Task 1:
Copy the point-labeling rows below verbatim, from the first row through the last, and leave out the pictures.

Extract to read:
Welcome to the Toutle Valley!

I'm starting this blog to help visitors find the many things to do around Mount St. Helens and the Toutle Valley.  Our area is surrounded by adventure, high and low, but it's sometimes genuinely hard to find information about these special places.  Before our volcano erupted, the Spirit Lake Hwy followed the Toutle River all the way to Spirit Lake and Mount St. Helens with easy-to-find adventure around every bend.  The route was lined with campgrounds, river access, logging roads, trails open to all,  and vast areas to explore. 

Today its different--With all the passes, permits, and rules, it's a tangle of red tape to just understand where you can go for a walk.  Don't dispair!  I know all the secrets... and I might even be asking for your help to make the area more accessible. 

Consider this blog your "insider's guide" to the Toutle Valley.  

Posted By Toutle Trekker

Forty years ago today I woke up and I wandered down the stairs to the kitchen where Mom was cooking up huckleberry hotcakes.  We'd picked the berries up near Spirit Lake the previous fall.  We were planning to pour cement for the new house that day, and a few people were coming to help.  My grandfather came into the house and said, breathlessly, “I think the mountain just blew up.”

Everyone at the kitchen table rushed outside, but I took my time.  After all, we’d been watching the volcano puff and sputter since March.  I’d even collected a thimble-full of ash by sweeping it from our car windows with a paint brush.  Gramps wasn’t used to seeing eruptions: No big deal. 

But when I stepped outside, the whole sky was boiling in and enormous blue-black cloud.  Comparing THIS with previous eruptions was like comparing a bb-gun with a nuclear bomb.  A hundred nuclear bombs.  The cloud stretched out, and started to block out the sun.  It was filled with blue lightning, but we didn’t hear a sound.  The wind shifted and it was eerily quiet.  Turns out we were so close, the sound bounced over us, and people hundreds of miles away heard a blast and felt a shudder.  My dad had a little instamatic camera and he started clicking off pictures.  I remember, specifically, looking directly overhead and up to the cloud, and then turning around.  It was above us and behind us.  Even in my 10-year old mind, I knew that was a bad thing. 

Mom, who was pregnant, started to panic.  She dragged my sister and me to our rooms and started tossing clothes into suitcases.  I checked the TV for information, but it was just regular Sunday shows.  Within half an hour, Mom had hustled us kids into the car and we started evacuating ourselves.  Since we lived on a hill, Dad figured it was safe to keep watch on the farm.  I remember turning on the radio, but there was nothing but static.  As we drove away, toward the beach, I was stationed by the back window.  “It’s still back there; it’s still following us,” I’d report.  After an hour, we stopped at a small store to grab some food.  The radio was now coming in, and reported, “Mount St. Helens has had a major eruption.  The towns of Toutle and Castle Rock are being evacuated.”  Our lives in Toutle were never the same….

Task 2:
Name every family member the narrator mentions in the Toutle Valley blog.

Task data:
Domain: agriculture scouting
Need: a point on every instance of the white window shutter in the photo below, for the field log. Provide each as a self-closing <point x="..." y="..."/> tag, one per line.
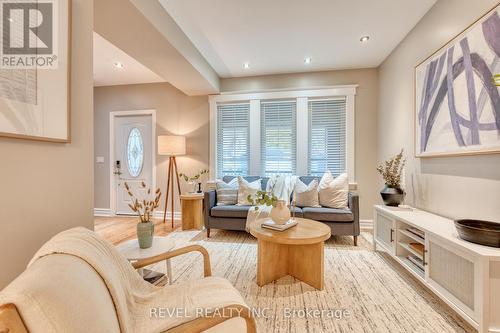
<point x="233" y="139"/>
<point x="327" y="136"/>
<point x="278" y="137"/>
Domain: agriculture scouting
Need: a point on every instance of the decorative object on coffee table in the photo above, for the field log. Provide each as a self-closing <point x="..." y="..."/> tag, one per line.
<point x="298" y="251"/>
<point x="192" y="211"/>
<point x="392" y="172"/>
<point x="133" y="253"/>
<point x="280" y="213"/>
<point x="479" y="232"/>
<point x="171" y="146"/>
<point x="145" y="210"/>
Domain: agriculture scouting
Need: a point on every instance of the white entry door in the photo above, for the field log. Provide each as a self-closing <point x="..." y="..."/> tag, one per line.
<point x="133" y="158"/>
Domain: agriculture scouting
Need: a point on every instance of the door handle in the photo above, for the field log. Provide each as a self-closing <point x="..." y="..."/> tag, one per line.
<point x="118" y="168"/>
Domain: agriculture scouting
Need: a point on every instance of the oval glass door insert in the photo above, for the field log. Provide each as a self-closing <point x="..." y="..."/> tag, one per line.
<point x="135" y="152"/>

Response 1:
Domain: agriculture scouting
Need: a point on every instance of the white window shutter in the photo below, for the field log. Provide each as a self-closing <point x="..." y="..."/> tag, one per line.
<point x="233" y="139"/>
<point x="327" y="136"/>
<point x="278" y="137"/>
Domain: agriculture scouting
Need: a point on every instance of the decorative object on coffee table in the photo above, for the field log. Provide each as a self-closing <point x="..." y="..."/> tag, one per line.
<point x="298" y="251"/>
<point x="192" y="211"/>
<point x="392" y="172"/>
<point x="133" y="253"/>
<point x="280" y="213"/>
<point x="479" y="232"/>
<point x="171" y="146"/>
<point x="145" y="210"/>
Domain: agriculture scouting
Need: a point on every instance of the white entry door in the photo above, for the field log. Provide each as a self-closing <point x="..." y="..."/> tag, one per line.
<point x="133" y="158"/>
Domain: agriculture scouting
Need: a point on every instance of the door handle in the photo above, for the field log. Provide each as a self-closing <point x="..." y="..."/> tag, one per line.
<point x="118" y="168"/>
Domain: agriculture scouting
Need: a point on every instance of the oval glass door insert in the photo above, for the field log. Provide each as a self-closing <point x="..." y="..."/> tag, one per line.
<point x="135" y="152"/>

Response 2:
Mom
Grandfather (Gramps)
Sister
Dad